[EXERCISE AIM]: Without any of its pictures, the listing below should be output exactly.

-------- EXTRACTED DATA --------

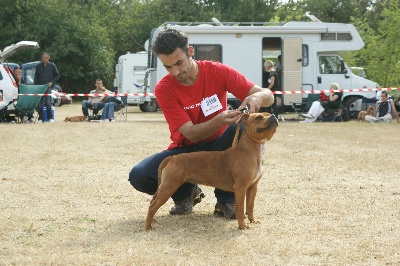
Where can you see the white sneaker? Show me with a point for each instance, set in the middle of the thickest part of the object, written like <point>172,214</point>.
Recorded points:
<point>307,115</point>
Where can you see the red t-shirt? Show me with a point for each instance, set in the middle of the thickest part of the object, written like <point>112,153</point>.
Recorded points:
<point>181,104</point>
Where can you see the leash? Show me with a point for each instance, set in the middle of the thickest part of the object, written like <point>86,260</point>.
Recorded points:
<point>244,110</point>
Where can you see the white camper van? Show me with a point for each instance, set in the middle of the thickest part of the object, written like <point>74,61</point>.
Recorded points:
<point>8,86</point>
<point>129,79</point>
<point>309,53</point>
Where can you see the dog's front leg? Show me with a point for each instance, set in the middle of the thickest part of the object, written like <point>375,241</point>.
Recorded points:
<point>250,198</point>
<point>240,193</point>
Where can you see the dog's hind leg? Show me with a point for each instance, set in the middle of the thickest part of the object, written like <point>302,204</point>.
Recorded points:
<point>240,193</point>
<point>250,198</point>
<point>164,192</point>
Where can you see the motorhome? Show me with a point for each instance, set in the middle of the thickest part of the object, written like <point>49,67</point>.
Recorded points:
<point>309,53</point>
<point>129,79</point>
<point>8,86</point>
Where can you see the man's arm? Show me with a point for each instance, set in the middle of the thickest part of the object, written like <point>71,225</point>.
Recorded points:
<point>257,97</point>
<point>196,133</point>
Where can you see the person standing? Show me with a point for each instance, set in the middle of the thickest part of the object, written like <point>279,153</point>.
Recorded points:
<point>271,83</point>
<point>193,97</point>
<point>25,117</point>
<point>46,73</point>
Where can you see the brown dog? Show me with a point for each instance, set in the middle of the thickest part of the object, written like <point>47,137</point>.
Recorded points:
<point>80,118</point>
<point>237,169</point>
<point>362,114</point>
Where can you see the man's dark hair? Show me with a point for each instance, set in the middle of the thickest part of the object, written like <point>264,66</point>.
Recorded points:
<point>167,41</point>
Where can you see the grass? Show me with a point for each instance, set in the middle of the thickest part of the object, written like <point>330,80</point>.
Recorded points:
<point>329,195</point>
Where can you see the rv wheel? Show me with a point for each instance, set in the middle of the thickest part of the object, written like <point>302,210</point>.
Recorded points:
<point>151,106</point>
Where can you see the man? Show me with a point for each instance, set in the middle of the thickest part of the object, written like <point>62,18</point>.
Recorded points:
<point>46,73</point>
<point>383,110</point>
<point>330,107</point>
<point>94,102</point>
<point>193,97</point>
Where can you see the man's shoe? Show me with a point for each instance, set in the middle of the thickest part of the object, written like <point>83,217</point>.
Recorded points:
<point>185,206</point>
<point>228,210</point>
<point>307,115</point>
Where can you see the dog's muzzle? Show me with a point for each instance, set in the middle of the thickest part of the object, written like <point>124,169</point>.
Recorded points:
<point>270,123</point>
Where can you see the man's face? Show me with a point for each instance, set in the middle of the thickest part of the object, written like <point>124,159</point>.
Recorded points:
<point>178,64</point>
<point>45,58</point>
<point>98,84</point>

--------

[RESPONSE BELOW]:
Where can you see the white sneaker? Show me with a point for each instance, set in the middle of the thickest part of the object, written like <point>172,214</point>.
Recorded points:
<point>307,115</point>
Where can you see the red t-shirt? Show me with a point for each instance, set in the middle of the thickest part of the object, written like <point>112,153</point>.
Recorded points:
<point>181,104</point>
Where can you see the leash? Show me with a point for each instance, set in the middle of the thickest part of the object, written like <point>86,260</point>.
Recorded points:
<point>244,110</point>
Where can you see the white camper van? Show me with a point for each instance, set in the middle of the thickest part of the object, written like <point>74,61</point>.
Recorded points:
<point>8,86</point>
<point>129,79</point>
<point>309,53</point>
Where can you see the dog's front leg? Show me with a point for each instance, set in the middle of the thickest part of the object, written like <point>375,241</point>.
Recorded points:
<point>250,198</point>
<point>240,193</point>
Where can you see the dog's hind leg? Show me with a point for each instance, set in the middle of the thickest part of the object, written like <point>302,204</point>.
Recorded points:
<point>240,193</point>
<point>250,198</point>
<point>164,192</point>
Where can you see the motorhome? Show me with a point for each instance, set in the middle of the thickest part of the object, written like <point>49,67</point>.
Recorded points:
<point>309,53</point>
<point>129,79</point>
<point>8,86</point>
Where can you see the man's arm? Show me with a point for each instance, set in the middle of the thickest part of the object, written like <point>71,225</point>.
Recorded points:
<point>257,97</point>
<point>196,133</point>
Where can you see the person standing? Show me with a point for each instance, set in the middle of the thickest part of the object, written like <point>279,153</point>.
Recorded points:
<point>271,83</point>
<point>193,97</point>
<point>25,117</point>
<point>46,73</point>
Where can you see the brown dog? Show me with a point for each instance, set in the middle of the thickest part of the object, written like <point>47,137</point>.
Recorded points:
<point>80,118</point>
<point>237,169</point>
<point>362,114</point>
Where can you see the man's dark hair? Show me with a point for each instance, set in the middle of the thickest part of the object, written like <point>264,66</point>.
Recorded points:
<point>167,41</point>
Where can you see the grass? Show me with a point for each instance, set in the middle of the thickest part of the object, written like <point>330,80</point>.
Recorded points:
<point>329,195</point>
Where can you see the rv wheel? Show me with a point for each instance, set in the middle of the thickest part of the object, written like <point>302,210</point>.
Recorded points:
<point>151,106</point>
Where can you see the man? Show me with a point for each instance, set in the middle of the thickest part of the object, written like <point>62,18</point>.
Recorded points:
<point>46,73</point>
<point>383,110</point>
<point>330,107</point>
<point>94,102</point>
<point>193,97</point>
Where can you see the man's shoe? Show me with a point for each instance, set in the middle of the thickest part of the object, written like <point>83,217</point>.
Recorded points:
<point>185,206</point>
<point>228,210</point>
<point>307,115</point>
Where can you see the dog's muzzle? Show me with a point for each instance, set in the middle of the thickest part of the object, written like <point>124,169</point>.
Recorded points:
<point>270,123</point>
Where can you see the man's face? Show me with a point for each instance, set in the middle of the thickest part of the object, written like <point>124,159</point>.
Recorded points:
<point>178,64</point>
<point>45,58</point>
<point>98,84</point>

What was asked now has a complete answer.